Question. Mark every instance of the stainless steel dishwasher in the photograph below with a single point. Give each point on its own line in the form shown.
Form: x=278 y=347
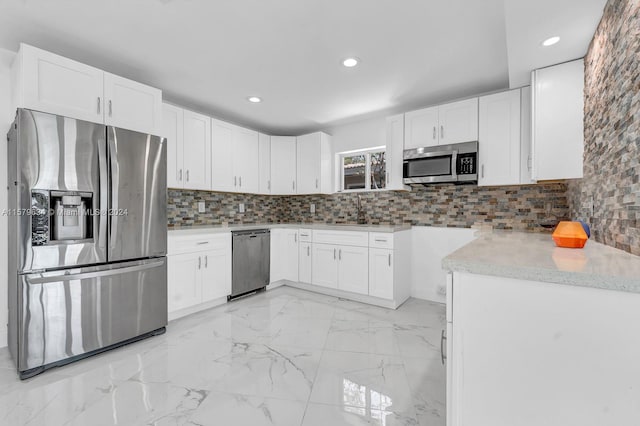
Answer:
x=251 y=261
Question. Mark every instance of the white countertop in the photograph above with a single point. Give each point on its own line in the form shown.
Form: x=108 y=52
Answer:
x=199 y=229
x=535 y=257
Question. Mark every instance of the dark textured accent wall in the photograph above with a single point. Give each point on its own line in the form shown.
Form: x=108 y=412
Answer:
x=611 y=181
x=524 y=207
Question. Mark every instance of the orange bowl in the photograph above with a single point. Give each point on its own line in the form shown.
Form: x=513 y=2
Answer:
x=570 y=235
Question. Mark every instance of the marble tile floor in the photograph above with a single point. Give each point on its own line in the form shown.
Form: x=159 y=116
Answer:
x=282 y=357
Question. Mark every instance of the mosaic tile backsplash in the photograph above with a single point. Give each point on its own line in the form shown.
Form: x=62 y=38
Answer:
x=611 y=182
x=525 y=207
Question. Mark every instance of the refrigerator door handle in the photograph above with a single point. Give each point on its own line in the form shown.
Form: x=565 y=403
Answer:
x=114 y=184
x=93 y=274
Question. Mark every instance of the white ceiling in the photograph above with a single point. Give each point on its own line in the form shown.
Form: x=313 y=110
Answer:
x=210 y=55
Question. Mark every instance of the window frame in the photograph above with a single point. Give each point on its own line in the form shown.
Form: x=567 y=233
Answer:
x=367 y=153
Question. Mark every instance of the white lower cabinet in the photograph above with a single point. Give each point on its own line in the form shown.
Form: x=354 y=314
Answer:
x=199 y=271
x=325 y=265
x=185 y=281
x=284 y=254
x=353 y=269
x=304 y=263
x=216 y=274
x=381 y=273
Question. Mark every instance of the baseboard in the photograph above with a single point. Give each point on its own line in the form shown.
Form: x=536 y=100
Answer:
x=197 y=308
x=362 y=298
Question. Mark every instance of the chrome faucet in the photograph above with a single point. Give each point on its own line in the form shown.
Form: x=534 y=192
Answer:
x=361 y=218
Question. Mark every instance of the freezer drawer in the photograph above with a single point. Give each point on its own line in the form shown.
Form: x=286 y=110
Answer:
x=72 y=312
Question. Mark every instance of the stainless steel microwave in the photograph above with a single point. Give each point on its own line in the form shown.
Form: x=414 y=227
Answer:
x=455 y=163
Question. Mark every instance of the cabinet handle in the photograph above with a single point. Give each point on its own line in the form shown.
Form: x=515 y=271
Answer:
x=443 y=338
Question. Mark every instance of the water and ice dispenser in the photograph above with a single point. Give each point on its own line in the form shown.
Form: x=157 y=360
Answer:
x=59 y=216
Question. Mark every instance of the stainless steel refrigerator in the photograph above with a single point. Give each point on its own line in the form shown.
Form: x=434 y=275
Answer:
x=87 y=239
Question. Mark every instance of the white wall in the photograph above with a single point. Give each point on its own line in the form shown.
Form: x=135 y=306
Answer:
x=6 y=118
x=429 y=245
x=359 y=135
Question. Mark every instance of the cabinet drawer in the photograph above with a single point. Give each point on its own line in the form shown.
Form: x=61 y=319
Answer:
x=305 y=235
x=381 y=240
x=345 y=238
x=196 y=243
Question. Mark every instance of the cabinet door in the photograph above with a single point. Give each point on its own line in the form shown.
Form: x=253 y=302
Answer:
x=57 y=85
x=395 y=146
x=264 y=152
x=381 y=273
x=421 y=128
x=290 y=250
x=353 y=269
x=222 y=151
x=499 y=139
x=132 y=105
x=197 y=151
x=283 y=165
x=304 y=263
x=184 y=281
x=308 y=164
x=324 y=260
x=172 y=129
x=558 y=121
x=246 y=160
x=458 y=121
x=216 y=274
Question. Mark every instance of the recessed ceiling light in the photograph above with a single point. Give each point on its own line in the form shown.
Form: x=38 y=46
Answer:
x=551 y=41
x=350 y=62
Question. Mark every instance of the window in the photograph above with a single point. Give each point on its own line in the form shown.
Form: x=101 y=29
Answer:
x=363 y=170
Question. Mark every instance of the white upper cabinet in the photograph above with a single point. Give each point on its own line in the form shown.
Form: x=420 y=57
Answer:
x=558 y=121
x=235 y=158
x=458 y=121
x=440 y=125
x=314 y=164
x=395 y=144
x=499 y=139
x=421 y=128
x=197 y=151
x=264 y=152
x=132 y=105
x=283 y=165
x=47 y=82
x=172 y=129
x=222 y=176
x=246 y=160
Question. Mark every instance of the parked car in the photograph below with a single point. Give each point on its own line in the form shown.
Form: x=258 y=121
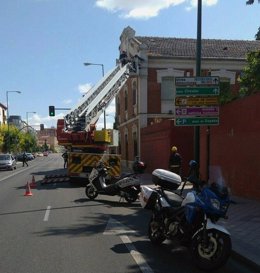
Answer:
x=29 y=156
x=7 y=162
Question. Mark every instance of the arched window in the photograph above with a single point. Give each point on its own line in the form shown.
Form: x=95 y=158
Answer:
x=134 y=90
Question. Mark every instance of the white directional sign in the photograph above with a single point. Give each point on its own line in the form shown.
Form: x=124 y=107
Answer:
x=197 y=81
x=197 y=101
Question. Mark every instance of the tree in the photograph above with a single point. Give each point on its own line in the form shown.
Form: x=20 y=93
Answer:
x=257 y=36
x=250 y=79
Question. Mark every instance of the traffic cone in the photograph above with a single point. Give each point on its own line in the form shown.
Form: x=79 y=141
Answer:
x=33 y=183
x=28 y=190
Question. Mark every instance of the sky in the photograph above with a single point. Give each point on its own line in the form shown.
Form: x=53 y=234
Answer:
x=44 y=44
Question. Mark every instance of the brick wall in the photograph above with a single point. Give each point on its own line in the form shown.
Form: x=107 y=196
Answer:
x=235 y=147
x=157 y=141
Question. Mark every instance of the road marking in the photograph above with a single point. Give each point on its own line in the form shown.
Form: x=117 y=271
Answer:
x=116 y=228
x=137 y=256
x=47 y=214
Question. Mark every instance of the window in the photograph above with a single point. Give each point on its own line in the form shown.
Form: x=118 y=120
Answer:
x=135 y=144
x=134 y=89
x=126 y=100
x=167 y=95
x=167 y=88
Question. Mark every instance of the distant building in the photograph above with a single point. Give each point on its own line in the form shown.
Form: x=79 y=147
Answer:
x=3 y=114
x=16 y=121
x=147 y=100
x=48 y=136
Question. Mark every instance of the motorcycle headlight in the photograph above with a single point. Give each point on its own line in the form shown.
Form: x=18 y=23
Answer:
x=215 y=203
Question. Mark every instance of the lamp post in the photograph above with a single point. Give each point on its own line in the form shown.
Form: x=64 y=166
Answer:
x=8 y=139
x=27 y=119
x=87 y=64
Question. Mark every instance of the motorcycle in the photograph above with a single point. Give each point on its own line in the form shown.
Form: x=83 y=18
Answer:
x=127 y=186
x=191 y=220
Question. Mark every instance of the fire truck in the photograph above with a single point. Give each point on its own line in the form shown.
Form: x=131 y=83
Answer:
x=77 y=131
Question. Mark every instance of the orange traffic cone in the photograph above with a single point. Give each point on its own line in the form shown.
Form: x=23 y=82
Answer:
x=28 y=190
x=33 y=183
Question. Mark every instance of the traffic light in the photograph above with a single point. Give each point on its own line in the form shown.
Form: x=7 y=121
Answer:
x=51 y=111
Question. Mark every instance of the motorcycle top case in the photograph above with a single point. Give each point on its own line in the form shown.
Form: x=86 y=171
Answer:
x=147 y=197
x=166 y=179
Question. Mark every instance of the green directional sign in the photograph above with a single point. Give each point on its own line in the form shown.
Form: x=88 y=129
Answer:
x=196 y=121
x=192 y=91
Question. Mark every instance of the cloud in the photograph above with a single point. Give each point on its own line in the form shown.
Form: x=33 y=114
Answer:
x=84 y=88
x=67 y=101
x=147 y=8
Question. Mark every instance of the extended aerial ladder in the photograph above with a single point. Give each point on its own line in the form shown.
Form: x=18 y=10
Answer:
x=91 y=106
x=79 y=124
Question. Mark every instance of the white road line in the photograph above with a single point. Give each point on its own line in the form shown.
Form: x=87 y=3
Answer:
x=137 y=256
x=47 y=214
x=116 y=228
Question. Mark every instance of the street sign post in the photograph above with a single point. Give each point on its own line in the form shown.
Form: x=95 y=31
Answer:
x=197 y=91
x=197 y=121
x=197 y=111
x=197 y=101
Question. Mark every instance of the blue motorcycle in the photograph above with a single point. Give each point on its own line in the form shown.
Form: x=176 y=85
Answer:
x=191 y=220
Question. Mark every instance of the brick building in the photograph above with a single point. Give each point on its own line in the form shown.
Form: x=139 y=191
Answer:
x=145 y=110
x=47 y=136
x=3 y=114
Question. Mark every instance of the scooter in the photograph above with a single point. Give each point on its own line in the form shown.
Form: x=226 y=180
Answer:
x=127 y=187
x=191 y=220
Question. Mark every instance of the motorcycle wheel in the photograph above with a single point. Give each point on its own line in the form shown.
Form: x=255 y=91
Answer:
x=155 y=233
x=212 y=254
x=91 y=193
x=130 y=198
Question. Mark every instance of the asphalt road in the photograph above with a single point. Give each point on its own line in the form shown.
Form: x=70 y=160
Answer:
x=59 y=230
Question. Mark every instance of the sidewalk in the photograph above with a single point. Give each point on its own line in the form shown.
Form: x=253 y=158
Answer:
x=243 y=223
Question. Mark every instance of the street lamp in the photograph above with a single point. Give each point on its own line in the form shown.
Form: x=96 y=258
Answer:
x=8 y=139
x=27 y=118
x=87 y=64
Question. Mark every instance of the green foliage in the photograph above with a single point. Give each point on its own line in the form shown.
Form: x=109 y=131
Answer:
x=18 y=140
x=225 y=95
x=257 y=36
x=250 y=79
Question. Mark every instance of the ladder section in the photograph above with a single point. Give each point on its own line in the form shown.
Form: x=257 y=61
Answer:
x=73 y=116
x=97 y=99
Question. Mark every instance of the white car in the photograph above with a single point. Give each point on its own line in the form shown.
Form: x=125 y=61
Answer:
x=7 y=162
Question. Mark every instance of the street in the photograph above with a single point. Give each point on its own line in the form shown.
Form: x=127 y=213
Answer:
x=58 y=229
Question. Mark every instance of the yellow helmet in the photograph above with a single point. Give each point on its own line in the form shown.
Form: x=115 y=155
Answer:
x=174 y=149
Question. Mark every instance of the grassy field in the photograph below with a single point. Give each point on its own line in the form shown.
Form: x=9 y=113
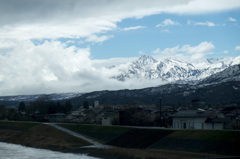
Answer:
x=131 y=143
x=103 y=134
x=37 y=135
x=203 y=141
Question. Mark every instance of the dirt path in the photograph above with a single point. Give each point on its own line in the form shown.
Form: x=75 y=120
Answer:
x=94 y=143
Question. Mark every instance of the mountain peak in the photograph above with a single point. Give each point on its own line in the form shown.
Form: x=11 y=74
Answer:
x=146 y=59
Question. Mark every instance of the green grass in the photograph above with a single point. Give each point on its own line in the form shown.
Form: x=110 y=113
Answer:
x=16 y=126
x=102 y=134
x=38 y=135
x=215 y=135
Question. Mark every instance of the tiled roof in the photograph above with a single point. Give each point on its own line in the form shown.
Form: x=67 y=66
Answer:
x=193 y=113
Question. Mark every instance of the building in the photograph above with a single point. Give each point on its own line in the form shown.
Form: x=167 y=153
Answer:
x=197 y=119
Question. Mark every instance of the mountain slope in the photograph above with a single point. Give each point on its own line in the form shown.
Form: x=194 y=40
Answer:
x=232 y=73
x=172 y=70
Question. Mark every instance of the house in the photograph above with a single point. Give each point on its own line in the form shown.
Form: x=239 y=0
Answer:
x=57 y=117
x=110 y=119
x=197 y=119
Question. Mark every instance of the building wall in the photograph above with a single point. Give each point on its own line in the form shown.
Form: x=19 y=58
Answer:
x=195 y=123
x=214 y=126
x=189 y=123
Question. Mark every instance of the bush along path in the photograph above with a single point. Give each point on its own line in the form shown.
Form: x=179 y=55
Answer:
x=94 y=143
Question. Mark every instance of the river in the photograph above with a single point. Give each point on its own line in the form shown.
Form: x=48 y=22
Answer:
x=13 y=151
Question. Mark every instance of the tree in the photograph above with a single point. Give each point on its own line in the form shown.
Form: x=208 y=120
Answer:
x=22 y=107
x=68 y=106
x=86 y=105
x=3 y=112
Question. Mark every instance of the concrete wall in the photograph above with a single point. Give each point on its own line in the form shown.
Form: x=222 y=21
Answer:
x=195 y=123
x=189 y=123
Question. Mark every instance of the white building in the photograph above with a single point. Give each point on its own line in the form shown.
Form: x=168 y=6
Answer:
x=197 y=119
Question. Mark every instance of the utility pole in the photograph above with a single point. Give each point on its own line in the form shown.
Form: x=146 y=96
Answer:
x=160 y=111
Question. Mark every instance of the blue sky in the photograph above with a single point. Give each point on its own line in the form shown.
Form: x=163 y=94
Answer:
x=224 y=35
x=50 y=46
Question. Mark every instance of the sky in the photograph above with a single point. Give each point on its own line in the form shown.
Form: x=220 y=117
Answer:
x=53 y=46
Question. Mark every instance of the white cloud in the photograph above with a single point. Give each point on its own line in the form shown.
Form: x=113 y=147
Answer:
x=203 y=6
x=157 y=51
x=168 y=22
x=133 y=28
x=165 y=31
x=225 y=51
x=187 y=52
x=232 y=19
x=98 y=39
x=206 y=23
x=237 y=48
x=74 y=19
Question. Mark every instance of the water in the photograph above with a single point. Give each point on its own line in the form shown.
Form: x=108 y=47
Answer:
x=13 y=151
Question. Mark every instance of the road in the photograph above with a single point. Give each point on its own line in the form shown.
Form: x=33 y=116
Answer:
x=94 y=143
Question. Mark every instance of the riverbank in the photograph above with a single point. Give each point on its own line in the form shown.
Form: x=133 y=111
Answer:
x=44 y=136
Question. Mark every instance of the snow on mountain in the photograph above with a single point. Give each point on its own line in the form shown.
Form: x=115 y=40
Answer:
x=172 y=70
x=231 y=73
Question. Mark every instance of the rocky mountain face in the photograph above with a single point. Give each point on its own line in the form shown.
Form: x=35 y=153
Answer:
x=222 y=88
x=231 y=73
x=172 y=70
x=218 y=83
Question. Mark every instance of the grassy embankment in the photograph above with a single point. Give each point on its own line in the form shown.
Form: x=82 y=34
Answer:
x=38 y=135
x=150 y=143
x=135 y=143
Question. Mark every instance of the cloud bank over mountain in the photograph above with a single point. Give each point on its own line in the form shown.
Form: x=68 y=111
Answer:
x=35 y=55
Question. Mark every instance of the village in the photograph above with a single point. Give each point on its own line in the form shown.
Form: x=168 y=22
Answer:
x=188 y=117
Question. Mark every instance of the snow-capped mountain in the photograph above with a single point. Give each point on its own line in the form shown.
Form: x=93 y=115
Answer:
x=231 y=73
x=172 y=70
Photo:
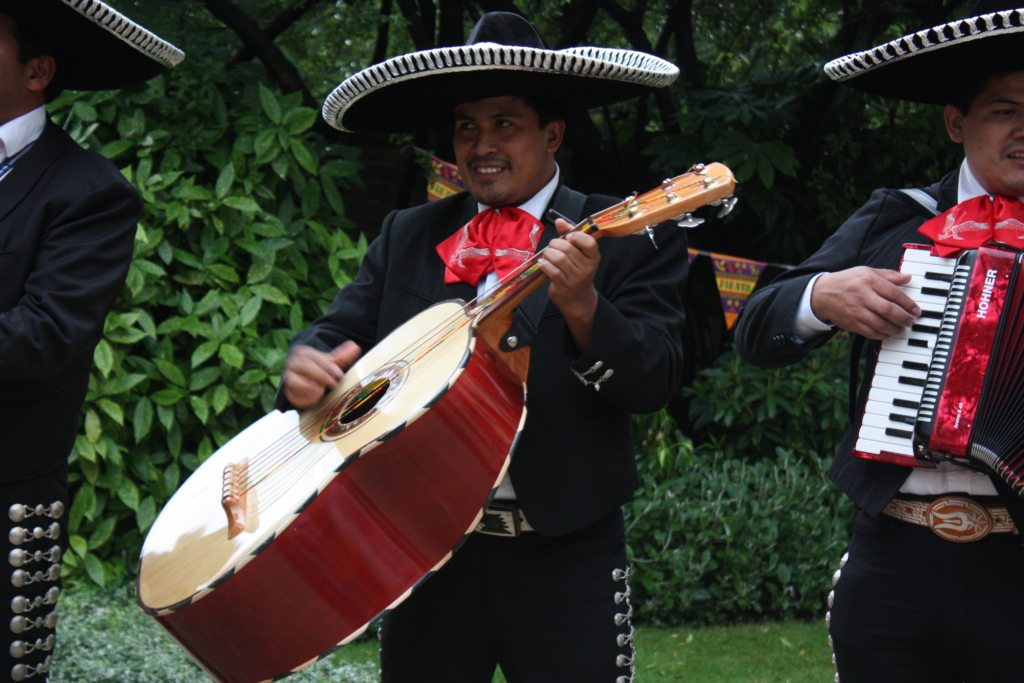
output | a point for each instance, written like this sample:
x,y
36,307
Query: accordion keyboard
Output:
x,y
900,374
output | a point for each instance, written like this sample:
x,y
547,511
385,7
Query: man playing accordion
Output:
x,y
929,589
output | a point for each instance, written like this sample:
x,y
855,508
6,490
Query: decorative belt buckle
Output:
x,y
958,519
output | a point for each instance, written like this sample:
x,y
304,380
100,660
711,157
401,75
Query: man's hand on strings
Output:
x,y
570,263
310,373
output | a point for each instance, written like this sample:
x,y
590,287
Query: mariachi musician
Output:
x,y
67,226
541,588
930,587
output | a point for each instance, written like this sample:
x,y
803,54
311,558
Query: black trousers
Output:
x,y
36,512
909,606
545,609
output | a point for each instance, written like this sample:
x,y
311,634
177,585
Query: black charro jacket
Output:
x,y
67,225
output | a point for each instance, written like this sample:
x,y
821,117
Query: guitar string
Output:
x,y
276,455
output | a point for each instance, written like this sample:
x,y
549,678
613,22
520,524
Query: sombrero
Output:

# # # # # # #

Given request:
Pull out the lines of the items above without changing anything, starting with the line that contains "stainless steel refrigerator" and going on through the line that contains "x=363 y=170", with both of those lines included.

Result:
Question. Mark every instance of the stainless steel refrigerator in the photograph above with a single point. Give each point on its own line in the form shown.
Form: x=434 y=275
Answer:
x=87 y=239
Question. Mark every instance of the white wall in the photograph above with a single point. Give each point on its own line in the form shown.
Form: x=135 y=306
Answer:
x=6 y=118
x=429 y=245
x=359 y=135
Question. Mark every instance of the cabinet drawer in the photograph above with a single point. Give each point on its own line in the form shown.
Form: x=61 y=319
Answer:
x=305 y=235
x=381 y=240
x=345 y=238
x=196 y=243
Question. Mark every instance of the cabinet door in the photograph above with a single point. Give each point on its own line in the form shown.
Form: x=253 y=302
Answer:
x=57 y=85
x=395 y=146
x=264 y=152
x=381 y=273
x=421 y=128
x=290 y=250
x=353 y=269
x=222 y=151
x=499 y=139
x=132 y=105
x=197 y=151
x=283 y=165
x=304 y=263
x=184 y=281
x=308 y=164
x=324 y=260
x=172 y=129
x=558 y=121
x=246 y=160
x=458 y=121
x=216 y=274
Question. Mark every instance of the recessed ceiling light in the photograph above with a single point. Give each point on its own line in the form shown.
Form: x=38 y=46
Answer:
x=551 y=41
x=350 y=62
Question. Mark every instance of the window in the photograph above with a single point. Give each point on its own line in the form shown.
Form: x=101 y=29
Answer:
x=363 y=170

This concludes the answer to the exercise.